◆ EXTRACT
===============
Waist and hip circumferences and height were measured to the nearest 0.5 cm, and weight was measured with a lever balance to the nearest 100 g. BMI (kg/m2) was calculated as weight (kg) divided by the square of the standing height (m2). Waist-to-hip ratio (WHR) was calculated as waist circumference divided by hip circumference.

Alcohol drinking, current cigarette or hubble-bubble (water pipes, shisha, nargile, and hookah have similar structures in which the smoke passes through water, causing a bubbling sound) smoking, and physical activity status were assessed by frequency questionnaire.

Information about parent medical history was positive for 50 participants; they had at least the mother or the father affected with one of the following diseases: type 2 diabetes, CVD, dyslipidemia, and hypertension.

Waist circumference is an indicator of health risk associated with excess fat around the waist. A waist circumference greater than 102 cm (35 inches) in men is associated with health problems such as type 2 diabetes, heart disease, and high blood pressure [7-9]. Also, world health organization (WHO) standards state that abdominal obesity for males is defined as a WHR equal to or more than 0.90 or a BMI more than 30 kg/m2 [10].

Hence, results of waist circumference and WHR were classified by their risks of disease and cross-tabulated with BMI obesity classification. The numbers of participants with the median of hsCRP levels of each crossed class were reported.

The results of categorical variables of lifestyle such as alcohol drinking, sports practicing, and hubble-bubble smoking were grouped by the participants' habit frequencies (rarely, monthly, weekly, and daily). Sports were separated into sports that need sports club and others that do not. Also, cigarette smoking habit was expressed in terms of number of cigarettes smoked per day. The median of hsCRP levels and numbers of participants of each group were reported.

2.3. Laboratory Analyses

Laboratory analyses were performed at the medical laboratory of AIU. At 8-9 AM, venipuncture was performed for each participant by applying a latex rubber strap and using a 10 mL syringe. 4 mL of blood was immediately transferred to one tube for serum separation, 2.5 mL to a second tube containing the anticoagulant ethylene diamine tetraacetic tripotassium salt (K3EDTA) for complete blood counting, and 2 mL to a third tube containing sodium citrate as anticoagulant for ESR measurement.

ESR was measured by the Westergren method [11]. Complete blood count was performed using an automated hematology analyzer ABX MICRO 60 [12] and hsCRP by nephelometric technology on the BN ProSpec System, a fully automated bench top analyzer. The manufacturer claims that lower limit of detection and limit of quantification (LOQ) of hsCRP levels are 0.18 mg/L [13]. In this study, the minimum observation of hsCRP (0.11 mg/L) was 39% of LOQ and nonparametric statistical methods were used; therefore, levels lower than the LOQ (5 observations) were included in the investigation.

Hematological participants' results were grouped by low, normal, and high levels of hematological age-specific reference ranges established by Department of Pathology, School of Medicine, Virginia Commonwealth University (UCV) [14].

hsCRP results of participants were grouped by low, average, and high risk levels of American Heart Association (AHA) and US Centers for Disease Control and Prevention recommendations [15]. The median of hsCRP levels and the number of participants of each group were reported.
===============
◆ Point localization data

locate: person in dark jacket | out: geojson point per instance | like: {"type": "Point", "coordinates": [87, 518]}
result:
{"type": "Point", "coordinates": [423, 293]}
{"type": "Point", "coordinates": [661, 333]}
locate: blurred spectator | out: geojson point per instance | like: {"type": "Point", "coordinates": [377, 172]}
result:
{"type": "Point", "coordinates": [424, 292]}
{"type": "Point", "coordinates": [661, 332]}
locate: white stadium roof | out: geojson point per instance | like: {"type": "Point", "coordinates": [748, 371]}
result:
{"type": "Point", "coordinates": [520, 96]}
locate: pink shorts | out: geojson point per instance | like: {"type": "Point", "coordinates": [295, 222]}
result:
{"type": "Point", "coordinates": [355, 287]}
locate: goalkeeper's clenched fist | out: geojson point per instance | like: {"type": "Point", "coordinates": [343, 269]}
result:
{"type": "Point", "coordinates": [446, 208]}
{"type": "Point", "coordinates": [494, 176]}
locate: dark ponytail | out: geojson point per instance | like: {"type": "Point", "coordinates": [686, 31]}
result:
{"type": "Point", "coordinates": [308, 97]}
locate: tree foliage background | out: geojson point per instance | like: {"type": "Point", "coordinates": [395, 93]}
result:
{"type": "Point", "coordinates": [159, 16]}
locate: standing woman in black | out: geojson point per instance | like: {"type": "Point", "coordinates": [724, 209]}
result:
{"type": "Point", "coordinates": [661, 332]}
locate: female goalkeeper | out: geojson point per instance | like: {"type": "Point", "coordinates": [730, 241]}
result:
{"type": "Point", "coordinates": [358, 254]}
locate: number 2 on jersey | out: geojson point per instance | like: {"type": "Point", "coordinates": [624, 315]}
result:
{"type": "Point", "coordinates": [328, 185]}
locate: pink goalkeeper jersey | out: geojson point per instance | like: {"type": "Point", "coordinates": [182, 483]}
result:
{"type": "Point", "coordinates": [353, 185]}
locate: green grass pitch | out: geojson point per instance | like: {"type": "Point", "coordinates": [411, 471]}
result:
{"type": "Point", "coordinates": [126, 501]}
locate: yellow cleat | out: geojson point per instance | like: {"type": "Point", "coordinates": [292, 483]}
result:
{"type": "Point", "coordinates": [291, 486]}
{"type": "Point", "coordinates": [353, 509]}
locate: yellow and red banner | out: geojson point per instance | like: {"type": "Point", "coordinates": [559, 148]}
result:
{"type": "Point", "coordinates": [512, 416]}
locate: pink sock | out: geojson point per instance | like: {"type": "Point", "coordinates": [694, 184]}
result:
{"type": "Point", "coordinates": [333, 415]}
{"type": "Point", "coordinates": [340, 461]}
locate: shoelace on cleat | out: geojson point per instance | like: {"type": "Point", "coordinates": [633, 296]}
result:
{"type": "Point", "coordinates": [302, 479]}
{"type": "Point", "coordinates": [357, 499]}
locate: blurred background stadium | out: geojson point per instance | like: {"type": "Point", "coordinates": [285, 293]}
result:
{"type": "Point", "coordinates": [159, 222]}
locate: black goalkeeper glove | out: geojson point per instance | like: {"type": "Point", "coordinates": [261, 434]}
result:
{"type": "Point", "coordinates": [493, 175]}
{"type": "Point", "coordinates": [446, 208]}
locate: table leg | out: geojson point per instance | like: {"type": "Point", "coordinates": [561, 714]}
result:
===============
◆ WORK REQUIRED
Return the methods passage word for word, starting at "Hence, results of" and ending at "numbers of participants of each group were reported.". The rows are separate material with no connection to the methods passage.

◆ REPLY
Hence, results of waist circumference and WHR were classified by their risks of disease and cross-tabulated with BMI obesity classification. The numbers of participants with the median of hsCRP levels of each crossed class were reported.

The results of categorical variables of lifestyle such as alcohol drinking, sports practicing, and hubble-bubble smoking were grouped by the participants' habit frequencies (rarely, monthly, weekly, and daily). Sports were separated into sports that need sports club and others that do not. Also, cigarette smoking habit was expressed in terms of number of cigarettes smoked per day. The median of hsCRP levels and numbers of participants of each group were reported.